→ Exercises to complete
[1] Translate this sentence from the notes on Kubeflow Summit 2022 into Spanish: "To help ML Engineers and Data Engineers concentrate on their challenging works with minimal overhead, the Aurora development process and workflows can be started automatically from code change/commits in GitHub repos."
[2] From the notes on Kubeflow Summit 2022, copy the stretch from "Recently, at Kubeflow" through "(Kubeflow Summit 2022)" word for word.

→ Given passage
Notes on Kubeflow Summit 2022 (1)

Jian Wu
4 min readNov 6, 2022

--

Aurora’s ML Infrastructure with AWS EKS, Kubeflow & SageMaker for Autonomous Driving

Last year, at AWS re:Invent 2021, Aurora and AWS presented Hyperscale ML Infrastructure built on top of AWS Services, including EKS, Kubeflow & SageMaker, for Autonomous Driving:

AWS re:Invent 2021– Chris Urmson of Aurora on using AWS to enable self-driving technology

AWS re:Invent 2021 — AWS for autonomous driving with Aurora Innovation

To process hyperscale datasets collected from autonomous vehicles with the “infinity” workflow including data management, processing, labeling, ML model development & training, evaluation, simulation, MLOps & orchestration, Aurora built its cloud development platform on AWS utilizing EC2, S3, DynamoDB, RDS, EKS, Kubeflow, Sagemaker and other AWS Services:

To help ML Engineers and Data Engineers concentrate on their challenging works with minimal overhead, the Aurora development process and workflows can be started automatically from code change/commits in GitHub repos. First, the CI/CD system with Bazel is trigged to build required artifacts including docker container images, then different jobs and workloads, including data processing, training and simulation, are orchestrated with Kubeflow pipelines to run on multi-tenant EKS clusters across multiple availability zones:

Recently, at Kubeflow Summit 2022 in San Francisco, we had an opportunity to learn more about Aurora’s ML workflow orchestration powered by Kubeflow Pipelines & Components:

How Aurora Uses Kubeflow Pipelines to Accelerate ML Model Development for Autonomous Vehicles (Kubeflow Summit 2022)

→ Information shown
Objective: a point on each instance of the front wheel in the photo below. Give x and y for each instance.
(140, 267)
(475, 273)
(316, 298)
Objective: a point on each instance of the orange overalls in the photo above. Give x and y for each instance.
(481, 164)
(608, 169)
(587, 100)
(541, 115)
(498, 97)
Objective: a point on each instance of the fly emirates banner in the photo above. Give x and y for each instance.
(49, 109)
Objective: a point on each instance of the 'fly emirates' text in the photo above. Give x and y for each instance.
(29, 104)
--
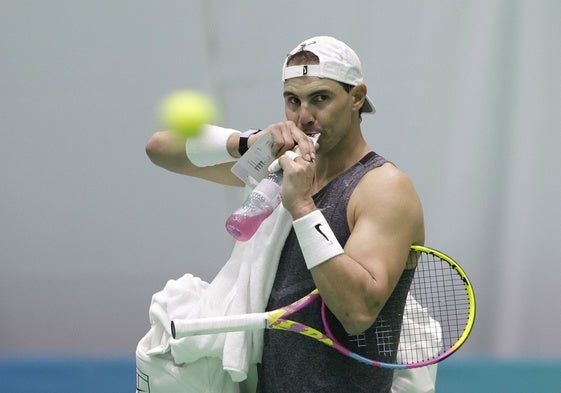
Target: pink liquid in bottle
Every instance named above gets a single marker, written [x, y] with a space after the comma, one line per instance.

→ Answers to the exercises
[1] Para ayudar a los ingenieros de ML y a los ingenieros de datos a concentrarse en su exigente trabajo con una sobrecarga mínima, el proceso de desarrollo y los flujos de trabajo de Aurora pueden iniciarse automáticamente a partir de cambios/commits de código en repositorios de GitHub.

[2]
Recently, at Kubeflow Summit 2022 in San Francisco, we had an opportunity to learn more about Aurora’s ML workflow orchestration powered by Kubeflow Pipelines & Components:

How Aurora Uses Kubeflow Pipelines to Accelerate ML Model Development for Autonomous Vehicles (Kubeflow Summit 2022)